Raw records:
__________________________________________________
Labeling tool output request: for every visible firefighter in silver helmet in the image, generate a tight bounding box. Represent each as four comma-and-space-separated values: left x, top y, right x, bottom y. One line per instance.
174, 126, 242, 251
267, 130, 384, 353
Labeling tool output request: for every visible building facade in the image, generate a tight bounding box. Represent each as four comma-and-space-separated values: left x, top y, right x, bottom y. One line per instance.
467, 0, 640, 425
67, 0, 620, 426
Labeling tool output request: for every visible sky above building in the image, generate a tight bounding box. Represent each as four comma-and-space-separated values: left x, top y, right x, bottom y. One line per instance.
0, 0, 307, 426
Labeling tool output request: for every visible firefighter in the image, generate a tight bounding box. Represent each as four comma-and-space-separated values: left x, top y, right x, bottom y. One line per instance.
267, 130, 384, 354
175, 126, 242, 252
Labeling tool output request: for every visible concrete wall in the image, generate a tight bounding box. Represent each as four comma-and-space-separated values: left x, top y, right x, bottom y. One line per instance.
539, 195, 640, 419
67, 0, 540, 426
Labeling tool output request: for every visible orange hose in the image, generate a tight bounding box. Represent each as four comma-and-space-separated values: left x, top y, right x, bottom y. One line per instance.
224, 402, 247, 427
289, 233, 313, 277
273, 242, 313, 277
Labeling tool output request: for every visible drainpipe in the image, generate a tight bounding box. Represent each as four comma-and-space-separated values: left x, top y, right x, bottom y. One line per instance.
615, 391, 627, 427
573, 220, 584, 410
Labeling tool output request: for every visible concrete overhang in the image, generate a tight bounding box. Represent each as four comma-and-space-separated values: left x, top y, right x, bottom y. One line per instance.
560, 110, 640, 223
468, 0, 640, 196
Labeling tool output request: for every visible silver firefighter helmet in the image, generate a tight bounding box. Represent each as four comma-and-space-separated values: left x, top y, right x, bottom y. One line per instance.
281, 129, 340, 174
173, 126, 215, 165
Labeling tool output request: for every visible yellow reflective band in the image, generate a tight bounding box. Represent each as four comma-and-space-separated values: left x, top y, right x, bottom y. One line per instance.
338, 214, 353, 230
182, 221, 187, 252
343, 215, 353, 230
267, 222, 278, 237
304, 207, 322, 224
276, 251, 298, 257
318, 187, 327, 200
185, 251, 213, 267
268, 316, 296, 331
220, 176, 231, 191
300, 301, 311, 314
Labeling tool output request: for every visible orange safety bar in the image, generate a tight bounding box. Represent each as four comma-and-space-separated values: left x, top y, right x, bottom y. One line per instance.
__________________________________________________
What is needed: Please copy the entries above from the line with "Labeling tool output request: for every visible silver" to the line with "173, 126, 215, 165", both lines included, and add -125 to every bounding box coordinate while keeping the request lines unchanged.

Written answer:
Labeling tool output request: for every visible silver firefighter helmet in the image, generate a tight bounding box. Represent each as four comma-and-space-separated values: left x, top y, right x, bottom y. One line per instance.
156, 4, 215, 49
48, 1, 90, 40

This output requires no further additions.